▸ Task objective
Even where a line looks wrong, copy it exactly and include every entry.

▸ Supplied entries
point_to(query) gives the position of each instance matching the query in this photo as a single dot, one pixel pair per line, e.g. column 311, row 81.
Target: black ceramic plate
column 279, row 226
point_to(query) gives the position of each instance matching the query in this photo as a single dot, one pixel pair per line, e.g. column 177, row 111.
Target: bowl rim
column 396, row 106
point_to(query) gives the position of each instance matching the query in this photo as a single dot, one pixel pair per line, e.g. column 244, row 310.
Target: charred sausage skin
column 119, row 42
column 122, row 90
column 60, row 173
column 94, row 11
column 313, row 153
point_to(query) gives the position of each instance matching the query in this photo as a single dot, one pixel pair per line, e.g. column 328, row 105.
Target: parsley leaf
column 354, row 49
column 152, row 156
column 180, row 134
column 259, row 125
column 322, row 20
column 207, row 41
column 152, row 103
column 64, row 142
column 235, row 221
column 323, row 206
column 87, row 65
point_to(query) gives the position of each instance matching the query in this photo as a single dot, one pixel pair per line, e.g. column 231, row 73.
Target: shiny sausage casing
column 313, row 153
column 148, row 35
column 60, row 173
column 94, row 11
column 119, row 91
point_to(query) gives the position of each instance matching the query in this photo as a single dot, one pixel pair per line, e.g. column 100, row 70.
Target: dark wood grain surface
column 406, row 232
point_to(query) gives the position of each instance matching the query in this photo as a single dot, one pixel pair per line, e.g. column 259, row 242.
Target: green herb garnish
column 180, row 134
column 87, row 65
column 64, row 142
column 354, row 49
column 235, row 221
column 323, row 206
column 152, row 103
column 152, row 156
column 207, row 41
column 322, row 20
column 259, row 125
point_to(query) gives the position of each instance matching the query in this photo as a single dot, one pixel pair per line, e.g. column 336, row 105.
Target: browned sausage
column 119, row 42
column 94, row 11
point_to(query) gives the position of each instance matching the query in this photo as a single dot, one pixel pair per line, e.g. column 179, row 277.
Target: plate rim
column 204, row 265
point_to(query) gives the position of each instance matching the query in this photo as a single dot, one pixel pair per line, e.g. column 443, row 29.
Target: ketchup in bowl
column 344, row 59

▸ Response area
point_to(query) gives the position of each instance matching the query in this photo as a single dot, one pixel pair per line, e.g. column 311, row 81.
Target: black ceramic plate
column 279, row 226
point_to(query) gives the position of each instance matching the query in this photo as a single dot, one pixel pair per line, e.g. column 177, row 111.
Target: bowl rim
column 396, row 106
point_to(query) gives the position of each instance matching the query in this photo as a single dot, one pixel pair per line, e.g. column 244, row 310.
Target: charred sausage skin
column 119, row 42
column 122, row 90
column 60, row 173
column 94, row 11
column 313, row 153
point_to(query) gives the position of each instance matching the query in this photo as a single dot, one pixel pair per line, e.g. column 328, row 105.
Target: parsley leaf
column 354, row 49
column 152, row 156
column 180, row 134
column 259, row 125
column 322, row 20
column 207, row 41
column 152, row 103
column 64, row 142
column 235, row 221
column 323, row 206
column 87, row 65
point_to(query) gives the position of each instance matching the query in this photo as a single dot, one pixel pair per line, e.g. column 231, row 73.
Target: shiny sausage casing
column 313, row 153
column 148, row 35
column 60, row 173
column 94, row 11
column 119, row 91
point_to(query) gives the position of each instance matching the query in this photo as a single dot, one pixel pair per line, e.g. column 100, row 70.
Target: dark wood grain surface
column 406, row 232
point_to(query) gives the position of each instance matching the query in this photo as a single dot, one pixel pair per line, e.g. column 259, row 242.
Target: green herb garnish
column 180, row 134
column 87, row 65
column 64, row 142
column 354, row 49
column 235, row 221
column 323, row 206
column 152, row 103
column 152, row 156
column 207, row 41
column 322, row 20
column 259, row 125
point_to(query) gives the position of each instance matching the query in this photo as a single dot, one pixel pair per line, e.g. column 336, row 105.
Target: browned sausage
column 119, row 42
column 94, row 11
point_to(query) gives the position of each instance matching the query in this photo as a single dot, one pixel pair per line, e.g. column 179, row 277.
Target: plate rim
column 204, row 265
point_to(query) gives the position of each instance matching the query in this photo as a single dot, one pixel pair per line, e.g. column 443, row 29.
Target: ketchup in bowl
column 344, row 59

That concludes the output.